Text provided:
* * *
Choose Malpractice Coverage Wisely
Larry Sophian, CPA
All physicians must have malpractice insurance. But all policies are not alike. It is critical that you choose one that fits your practice’s needs. After all, if you do not choose wisely, your practice could find itself in a tenuous financial and legal situation in the event of a lawsuit.
Explore Types of Coverage
Practices must address malpractice coverage by asking: How much protection does it want, for what period and events? Malpractice coverage is stated in terms of limits per claim and the aggregate limit on payments over the life of the policy.
There are several types of coverage to choose from. Most practices will be concerned with claims-made, tail and nose policies. A “claims-made” policy covers incidents that may occur during the policy period and that are reported while the policy is still in force.
When a doctor changes policies, it’s possible that some claims will be uncovered before the new policy kicks in. The gap can be filled by either “tail” coverage, which takes care of claims that arise after leaving the previous carrier, or “nose” coverage, which extends coverage of the new policy to an earlier date. Tail coverage is also typically purchased when a physician retires.
Review the Provisions
There are several policy provisions physicians should review. Most will include a “consent to settle” clause. It requires the carrier to obtain the physician’s written permission before settling a claim against him or her. Without it, the insurer can settle a claim that the physician believes is defensible.
Several states have set up medical review panels and all claims must be heard by the panel before legal action can be taken. This reduces frivolous claims and helps lower premiums.
Another provision is related to the legal costs of defending a claim. Those costs, which can be upwards of $100,000, may be included “inside” or “outside” the policy limits. The latter is better. Otherwise, a $100,000 legal defense bill will be subtracted from a $1 million per occurrence limit, leaving $900,000 to cover court awards and damages.
* * *
(Stored data entries)
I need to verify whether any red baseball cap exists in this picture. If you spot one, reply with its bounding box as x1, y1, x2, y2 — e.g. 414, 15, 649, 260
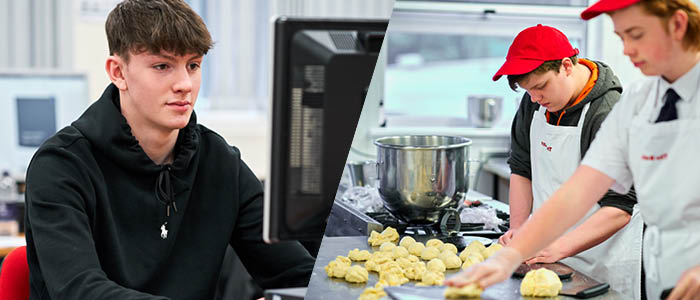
581, 0, 641, 20
493, 24, 578, 81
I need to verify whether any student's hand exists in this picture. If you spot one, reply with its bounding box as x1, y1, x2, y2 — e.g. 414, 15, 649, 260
445, 247, 523, 288
498, 228, 518, 246
666, 265, 700, 300
525, 242, 567, 265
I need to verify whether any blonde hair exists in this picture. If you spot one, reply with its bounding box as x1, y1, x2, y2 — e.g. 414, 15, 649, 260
636, 0, 700, 51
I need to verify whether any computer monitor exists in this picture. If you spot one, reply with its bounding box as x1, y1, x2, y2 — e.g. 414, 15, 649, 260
0, 70, 90, 177
263, 17, 388, 242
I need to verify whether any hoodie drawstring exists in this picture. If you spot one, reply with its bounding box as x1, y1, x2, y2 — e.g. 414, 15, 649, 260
155, 165, 177, 239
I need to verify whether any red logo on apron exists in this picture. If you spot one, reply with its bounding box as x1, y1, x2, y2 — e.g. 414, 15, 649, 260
540, 141, 552, 152
642, 153, 668, 160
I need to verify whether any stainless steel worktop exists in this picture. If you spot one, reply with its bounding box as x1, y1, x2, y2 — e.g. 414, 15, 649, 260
305, 236, 627, 300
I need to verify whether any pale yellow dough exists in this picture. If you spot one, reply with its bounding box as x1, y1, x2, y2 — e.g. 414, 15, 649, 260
426, 258, 447, 272
348, 248, 372, 261
416, 271, 445, 286
399, 236, 416, 249
357, 288, 386, 300
367, 227, 399, 246
408, 242, 425, 256
391, 246, 410, 259
324, 259, 350, 278
438, 250, 462, 269
379, 242, 396, 252
459, 248, 486, 261
345, 266, 369, 283
445, 283, 484, 299
403, 261, 428, 281
420, 247, 440, 260
520, 268, 562, 297
438, 243, 457, 254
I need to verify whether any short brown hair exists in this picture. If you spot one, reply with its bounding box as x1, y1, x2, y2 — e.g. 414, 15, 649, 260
508, 55, 578, 91
636, 0, 700, 51
105, 0, 213, 62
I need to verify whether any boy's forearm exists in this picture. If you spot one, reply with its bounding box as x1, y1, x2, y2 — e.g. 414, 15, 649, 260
* * *
Requirement 1: List the coverage types that the malpractice coverage article says most practices will be concerned with.
Requirement 2: Print the part of the malpractice coverage article starting at "Explore Types of" and ending at "of the policy.".

Answer 1: Claims-made, tail, and nose.

Answer 2:
Explore Types of Coverage
Practices must address malpractice coverage by asking: How much protection does it want, for what period and events? Malpractice coverage is stated in terms of limits per claim and the aggregate limit on payments over the life of the policy.